▶ _EXERCISE TASK_: Print the stretch of the material below that opens with the line containing "Here's a bet: you won't be able to pinpoint the one" and closes with the line containing "140 675 328 720", including both of those lines and reproducing every character unchanged.

▶ _RECORD EXCERPTS_:
[BEGIN]

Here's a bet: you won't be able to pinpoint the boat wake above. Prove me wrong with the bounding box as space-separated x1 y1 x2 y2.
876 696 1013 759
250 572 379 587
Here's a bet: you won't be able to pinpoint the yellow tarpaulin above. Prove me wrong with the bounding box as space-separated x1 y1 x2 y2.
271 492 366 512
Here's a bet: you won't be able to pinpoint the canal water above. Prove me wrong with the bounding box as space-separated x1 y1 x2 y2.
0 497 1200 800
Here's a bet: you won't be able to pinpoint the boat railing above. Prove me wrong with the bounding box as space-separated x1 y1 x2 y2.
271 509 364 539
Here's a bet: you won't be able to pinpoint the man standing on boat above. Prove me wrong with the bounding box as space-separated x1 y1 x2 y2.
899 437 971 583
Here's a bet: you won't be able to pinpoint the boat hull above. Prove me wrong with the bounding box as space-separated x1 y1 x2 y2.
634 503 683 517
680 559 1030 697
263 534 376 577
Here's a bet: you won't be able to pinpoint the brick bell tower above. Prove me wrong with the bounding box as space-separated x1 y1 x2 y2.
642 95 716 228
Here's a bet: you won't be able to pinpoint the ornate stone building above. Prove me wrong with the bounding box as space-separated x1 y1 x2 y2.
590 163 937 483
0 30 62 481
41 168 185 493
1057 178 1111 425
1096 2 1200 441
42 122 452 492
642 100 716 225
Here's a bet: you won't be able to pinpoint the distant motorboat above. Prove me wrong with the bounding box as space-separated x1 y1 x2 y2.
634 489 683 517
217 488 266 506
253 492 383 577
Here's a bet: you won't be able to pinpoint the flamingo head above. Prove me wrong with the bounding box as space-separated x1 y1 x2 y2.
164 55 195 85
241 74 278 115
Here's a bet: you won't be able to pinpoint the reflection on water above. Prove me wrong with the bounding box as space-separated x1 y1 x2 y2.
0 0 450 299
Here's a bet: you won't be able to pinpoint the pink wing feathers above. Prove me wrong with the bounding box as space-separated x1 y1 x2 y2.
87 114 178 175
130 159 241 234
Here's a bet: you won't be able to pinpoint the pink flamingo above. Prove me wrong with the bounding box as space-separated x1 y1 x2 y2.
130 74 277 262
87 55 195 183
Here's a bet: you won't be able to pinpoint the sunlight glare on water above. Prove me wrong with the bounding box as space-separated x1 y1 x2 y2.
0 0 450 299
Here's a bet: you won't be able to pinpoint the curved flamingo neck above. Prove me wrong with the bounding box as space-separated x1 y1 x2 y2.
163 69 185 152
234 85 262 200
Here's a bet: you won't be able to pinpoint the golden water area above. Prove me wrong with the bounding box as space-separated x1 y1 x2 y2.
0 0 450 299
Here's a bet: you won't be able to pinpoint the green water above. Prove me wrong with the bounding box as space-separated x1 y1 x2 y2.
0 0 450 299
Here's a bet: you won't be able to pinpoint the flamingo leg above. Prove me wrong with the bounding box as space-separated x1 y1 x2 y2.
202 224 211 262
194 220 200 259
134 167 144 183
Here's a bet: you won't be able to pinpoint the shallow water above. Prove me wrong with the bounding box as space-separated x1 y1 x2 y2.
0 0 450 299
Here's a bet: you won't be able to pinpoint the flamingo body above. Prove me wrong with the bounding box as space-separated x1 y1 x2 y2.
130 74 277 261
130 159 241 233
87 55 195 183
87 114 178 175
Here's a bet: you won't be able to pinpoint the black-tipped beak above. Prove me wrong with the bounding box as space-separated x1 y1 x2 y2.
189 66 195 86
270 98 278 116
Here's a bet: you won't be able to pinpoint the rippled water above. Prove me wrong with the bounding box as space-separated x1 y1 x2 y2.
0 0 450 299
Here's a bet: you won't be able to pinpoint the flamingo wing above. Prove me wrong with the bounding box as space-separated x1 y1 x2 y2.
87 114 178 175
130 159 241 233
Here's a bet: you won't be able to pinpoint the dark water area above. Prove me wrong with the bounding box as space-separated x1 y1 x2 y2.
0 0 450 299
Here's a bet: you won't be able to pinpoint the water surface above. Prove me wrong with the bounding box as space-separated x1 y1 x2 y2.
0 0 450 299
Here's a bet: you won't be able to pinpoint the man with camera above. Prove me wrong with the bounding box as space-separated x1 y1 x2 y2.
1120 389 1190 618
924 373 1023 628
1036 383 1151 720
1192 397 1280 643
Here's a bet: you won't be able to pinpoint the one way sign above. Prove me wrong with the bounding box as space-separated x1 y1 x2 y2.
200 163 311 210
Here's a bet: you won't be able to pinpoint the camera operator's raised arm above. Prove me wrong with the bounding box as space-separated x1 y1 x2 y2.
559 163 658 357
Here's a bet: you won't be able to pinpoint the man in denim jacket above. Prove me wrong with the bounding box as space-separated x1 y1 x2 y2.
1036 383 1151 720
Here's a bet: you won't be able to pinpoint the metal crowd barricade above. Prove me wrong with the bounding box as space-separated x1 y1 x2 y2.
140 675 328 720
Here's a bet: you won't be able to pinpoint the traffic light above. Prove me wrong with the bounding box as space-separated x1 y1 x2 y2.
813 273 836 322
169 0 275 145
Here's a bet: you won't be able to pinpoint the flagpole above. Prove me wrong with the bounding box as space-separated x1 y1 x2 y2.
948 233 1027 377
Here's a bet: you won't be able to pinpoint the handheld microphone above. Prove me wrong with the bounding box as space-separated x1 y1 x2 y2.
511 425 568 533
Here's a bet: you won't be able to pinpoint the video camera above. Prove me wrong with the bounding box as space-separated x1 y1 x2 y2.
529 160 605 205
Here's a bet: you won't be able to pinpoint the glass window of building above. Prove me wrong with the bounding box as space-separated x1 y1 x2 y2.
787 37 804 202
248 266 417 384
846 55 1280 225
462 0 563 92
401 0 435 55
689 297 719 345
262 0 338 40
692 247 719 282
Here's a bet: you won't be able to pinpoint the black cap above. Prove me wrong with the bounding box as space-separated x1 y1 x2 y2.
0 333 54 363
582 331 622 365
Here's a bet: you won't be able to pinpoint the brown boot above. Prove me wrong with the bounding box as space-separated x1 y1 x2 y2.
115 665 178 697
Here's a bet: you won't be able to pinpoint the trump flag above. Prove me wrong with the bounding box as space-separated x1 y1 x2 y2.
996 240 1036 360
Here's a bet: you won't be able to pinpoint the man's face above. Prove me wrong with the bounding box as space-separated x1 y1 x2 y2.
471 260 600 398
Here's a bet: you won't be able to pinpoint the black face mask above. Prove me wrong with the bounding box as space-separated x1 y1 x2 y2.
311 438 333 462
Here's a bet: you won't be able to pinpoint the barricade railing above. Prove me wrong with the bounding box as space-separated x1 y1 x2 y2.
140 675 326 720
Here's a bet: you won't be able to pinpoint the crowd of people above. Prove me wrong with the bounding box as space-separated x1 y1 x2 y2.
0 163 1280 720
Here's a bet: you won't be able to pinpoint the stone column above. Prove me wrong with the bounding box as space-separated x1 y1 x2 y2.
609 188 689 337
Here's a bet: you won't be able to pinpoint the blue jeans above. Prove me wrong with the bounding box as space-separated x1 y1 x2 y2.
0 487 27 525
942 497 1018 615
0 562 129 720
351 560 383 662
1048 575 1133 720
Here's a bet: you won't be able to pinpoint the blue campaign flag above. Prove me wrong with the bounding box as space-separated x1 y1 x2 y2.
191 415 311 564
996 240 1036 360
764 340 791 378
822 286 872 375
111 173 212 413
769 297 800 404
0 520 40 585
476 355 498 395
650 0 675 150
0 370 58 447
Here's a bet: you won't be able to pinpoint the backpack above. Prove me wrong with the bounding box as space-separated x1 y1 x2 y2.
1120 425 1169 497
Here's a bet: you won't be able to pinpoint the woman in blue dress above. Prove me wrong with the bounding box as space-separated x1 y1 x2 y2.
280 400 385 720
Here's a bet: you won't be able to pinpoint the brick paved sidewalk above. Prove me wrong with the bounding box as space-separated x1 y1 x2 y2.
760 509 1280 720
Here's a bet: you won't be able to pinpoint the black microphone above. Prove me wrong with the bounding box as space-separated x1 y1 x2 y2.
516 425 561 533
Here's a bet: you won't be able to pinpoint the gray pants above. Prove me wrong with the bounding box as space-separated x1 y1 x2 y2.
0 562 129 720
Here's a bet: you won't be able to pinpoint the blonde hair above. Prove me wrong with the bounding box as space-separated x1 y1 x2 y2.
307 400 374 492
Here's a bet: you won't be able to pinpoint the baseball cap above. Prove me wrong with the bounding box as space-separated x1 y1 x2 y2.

[END]

▶ _RESPONSE_:
Here's a bet: you won't be able to pinpoint the one way sign above. Prove me wrong with the bounding box as space-separated x1 y1 x2 y2.
200 163 311 210
Here's a bet: you won't be able to pinpoint the camera operator's raised arm above. Prove me wrong with the bounding box as space-separated x1 y1 x2 y2.
559 163 658 357
Here's a bet: you won't be able to pinpoint the man in denim jacket above. Prove me wrong with the bounding box as space-separated x1 y1 x2 y2.
1036 383 1151 720
Here's a bet: you won't be able to pinpoint the metal crowd barricade above. Prove me wrong with the bounding box as space-separated x1 y1 x2 y2.
140 675 328 720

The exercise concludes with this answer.